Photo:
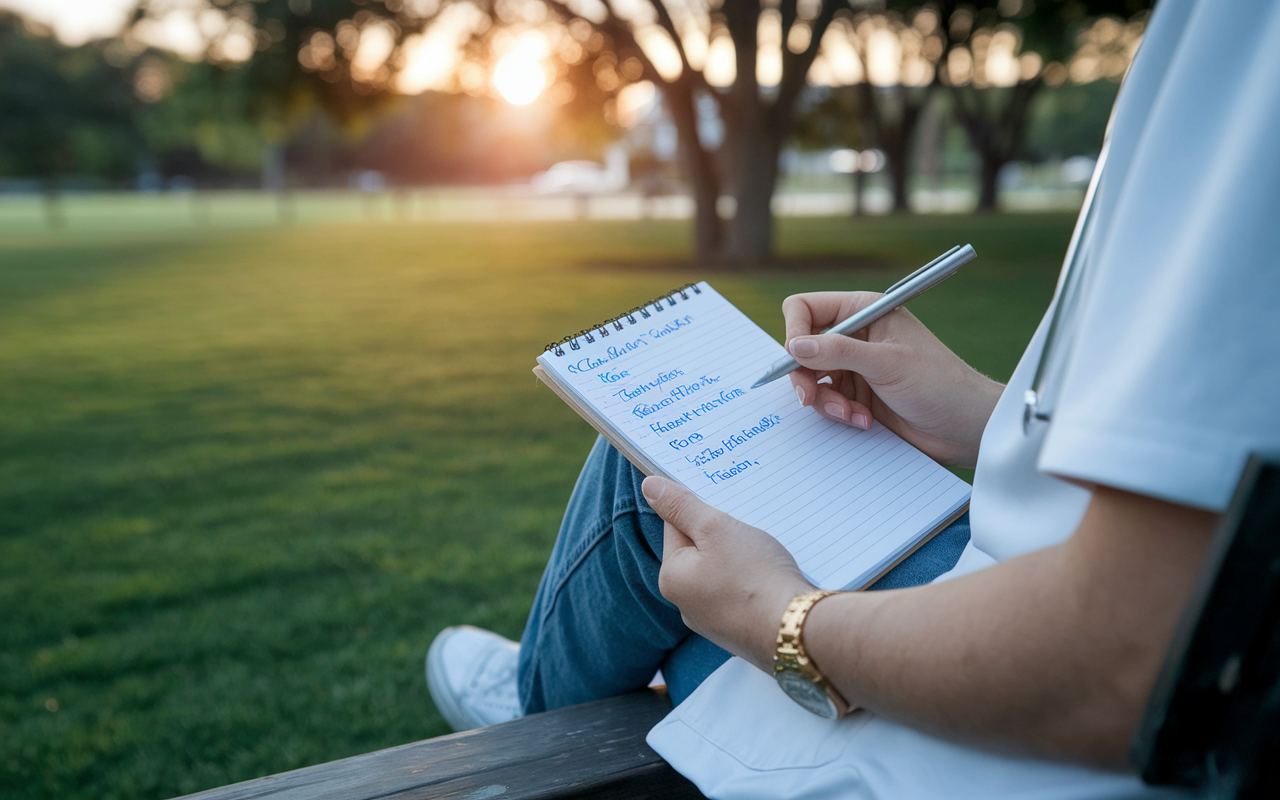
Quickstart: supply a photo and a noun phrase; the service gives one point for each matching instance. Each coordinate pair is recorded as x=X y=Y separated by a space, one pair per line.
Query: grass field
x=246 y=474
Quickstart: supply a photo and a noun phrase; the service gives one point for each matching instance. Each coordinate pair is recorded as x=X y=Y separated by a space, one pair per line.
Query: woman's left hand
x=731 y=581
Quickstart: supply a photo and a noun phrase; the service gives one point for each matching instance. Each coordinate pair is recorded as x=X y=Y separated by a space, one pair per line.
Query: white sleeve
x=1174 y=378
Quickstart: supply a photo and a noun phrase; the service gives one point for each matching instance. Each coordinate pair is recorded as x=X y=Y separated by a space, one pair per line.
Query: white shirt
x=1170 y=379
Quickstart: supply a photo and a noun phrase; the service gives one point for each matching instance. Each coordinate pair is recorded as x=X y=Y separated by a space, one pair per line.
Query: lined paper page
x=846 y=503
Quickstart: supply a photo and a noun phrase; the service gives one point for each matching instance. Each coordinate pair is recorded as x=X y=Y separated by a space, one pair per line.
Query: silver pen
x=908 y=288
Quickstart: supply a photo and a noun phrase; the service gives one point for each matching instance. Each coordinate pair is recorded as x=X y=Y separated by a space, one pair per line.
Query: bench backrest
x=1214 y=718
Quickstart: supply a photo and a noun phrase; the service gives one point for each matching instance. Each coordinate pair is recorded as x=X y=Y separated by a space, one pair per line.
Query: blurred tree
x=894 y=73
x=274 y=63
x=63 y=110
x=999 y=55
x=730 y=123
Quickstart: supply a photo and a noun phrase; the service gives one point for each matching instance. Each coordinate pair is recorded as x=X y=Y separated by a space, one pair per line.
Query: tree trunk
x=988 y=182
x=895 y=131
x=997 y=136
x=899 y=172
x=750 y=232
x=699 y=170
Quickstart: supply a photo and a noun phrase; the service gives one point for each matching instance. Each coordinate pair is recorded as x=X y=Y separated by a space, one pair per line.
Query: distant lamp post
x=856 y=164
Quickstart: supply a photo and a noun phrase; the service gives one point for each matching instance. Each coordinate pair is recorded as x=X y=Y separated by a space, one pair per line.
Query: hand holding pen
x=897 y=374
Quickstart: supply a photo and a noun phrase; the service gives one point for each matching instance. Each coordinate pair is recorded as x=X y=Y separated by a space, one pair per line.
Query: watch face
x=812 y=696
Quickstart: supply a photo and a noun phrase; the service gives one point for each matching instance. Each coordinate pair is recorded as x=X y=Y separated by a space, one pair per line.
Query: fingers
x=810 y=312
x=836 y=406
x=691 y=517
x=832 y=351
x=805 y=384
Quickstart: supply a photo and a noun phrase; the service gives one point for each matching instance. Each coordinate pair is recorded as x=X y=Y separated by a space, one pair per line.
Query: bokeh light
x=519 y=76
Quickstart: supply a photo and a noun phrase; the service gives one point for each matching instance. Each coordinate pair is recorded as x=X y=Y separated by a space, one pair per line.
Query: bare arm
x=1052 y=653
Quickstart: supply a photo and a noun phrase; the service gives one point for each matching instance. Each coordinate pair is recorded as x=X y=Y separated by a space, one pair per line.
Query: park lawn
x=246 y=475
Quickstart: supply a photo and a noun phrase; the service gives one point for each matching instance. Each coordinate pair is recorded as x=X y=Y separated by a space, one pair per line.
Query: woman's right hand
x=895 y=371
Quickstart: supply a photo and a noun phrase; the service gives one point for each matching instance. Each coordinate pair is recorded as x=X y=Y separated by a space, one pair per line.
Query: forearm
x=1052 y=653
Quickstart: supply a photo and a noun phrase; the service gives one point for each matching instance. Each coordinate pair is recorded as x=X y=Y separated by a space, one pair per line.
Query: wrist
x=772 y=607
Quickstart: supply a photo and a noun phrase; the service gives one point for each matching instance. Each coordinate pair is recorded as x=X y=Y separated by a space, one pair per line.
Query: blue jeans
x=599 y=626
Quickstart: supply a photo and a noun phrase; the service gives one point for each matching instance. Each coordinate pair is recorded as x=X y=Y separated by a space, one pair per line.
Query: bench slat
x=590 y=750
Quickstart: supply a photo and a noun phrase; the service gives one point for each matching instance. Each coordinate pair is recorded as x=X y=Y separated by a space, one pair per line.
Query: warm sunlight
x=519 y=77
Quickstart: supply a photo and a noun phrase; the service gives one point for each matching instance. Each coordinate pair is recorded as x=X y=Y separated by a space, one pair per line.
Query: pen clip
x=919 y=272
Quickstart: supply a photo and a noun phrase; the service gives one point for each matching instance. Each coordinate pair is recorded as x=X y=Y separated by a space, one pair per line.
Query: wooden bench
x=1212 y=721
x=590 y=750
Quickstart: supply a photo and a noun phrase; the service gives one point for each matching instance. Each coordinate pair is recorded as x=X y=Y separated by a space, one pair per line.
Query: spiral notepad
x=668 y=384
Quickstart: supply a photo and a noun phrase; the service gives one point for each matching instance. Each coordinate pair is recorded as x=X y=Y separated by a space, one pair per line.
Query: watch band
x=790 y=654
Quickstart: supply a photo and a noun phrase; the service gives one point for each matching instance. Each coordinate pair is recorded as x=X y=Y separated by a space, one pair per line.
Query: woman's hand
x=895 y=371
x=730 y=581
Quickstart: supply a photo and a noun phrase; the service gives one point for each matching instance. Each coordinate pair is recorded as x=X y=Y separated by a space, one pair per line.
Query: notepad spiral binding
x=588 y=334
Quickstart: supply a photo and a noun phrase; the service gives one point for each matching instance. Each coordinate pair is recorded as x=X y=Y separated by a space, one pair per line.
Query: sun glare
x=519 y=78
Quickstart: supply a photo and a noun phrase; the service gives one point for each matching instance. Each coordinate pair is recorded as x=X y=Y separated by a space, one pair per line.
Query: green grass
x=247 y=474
------------------------------------
## What this task involves
Can you rescale the lines from the very start above through the line containing "x=1170 y=379", including both ends, and write them out again with their requests, multiplying every answer coordinate by 0.4 and rounding to whole numbers with halves rounded up? Leave the pictures out.

## Solution for this task
Photo:
Quickstart: supply a photo and a noun phrase; the service gives one point for each matching instance. Each coordinate pair is recorded as x=X y=Y separated by a space, one pair per line.
Query: grass field
x=98 y=190
Quickstart: supply a photo and a noun phrase; the service gives one point for each matching instance. Each coordinate pair is recorded as x=X y=Y separated by a space, one pair per line.
Query: woman's left hand
x=292 y=232
Quickstart: supply a photo and a noun phrase; the service gives one point for each matching instance. Each coordinate pair is recorded as x=X y=Y separated by a space, one pair per line.
Query: white sleeve
x=470 y=151
Quickstart: supply a photo and a noun phrase; the service gives one point for each matching instance. Each coordinate pair is recorded as x=X y=Y separated by a space, one pair per line.
Query: white shirt
x=468 y=152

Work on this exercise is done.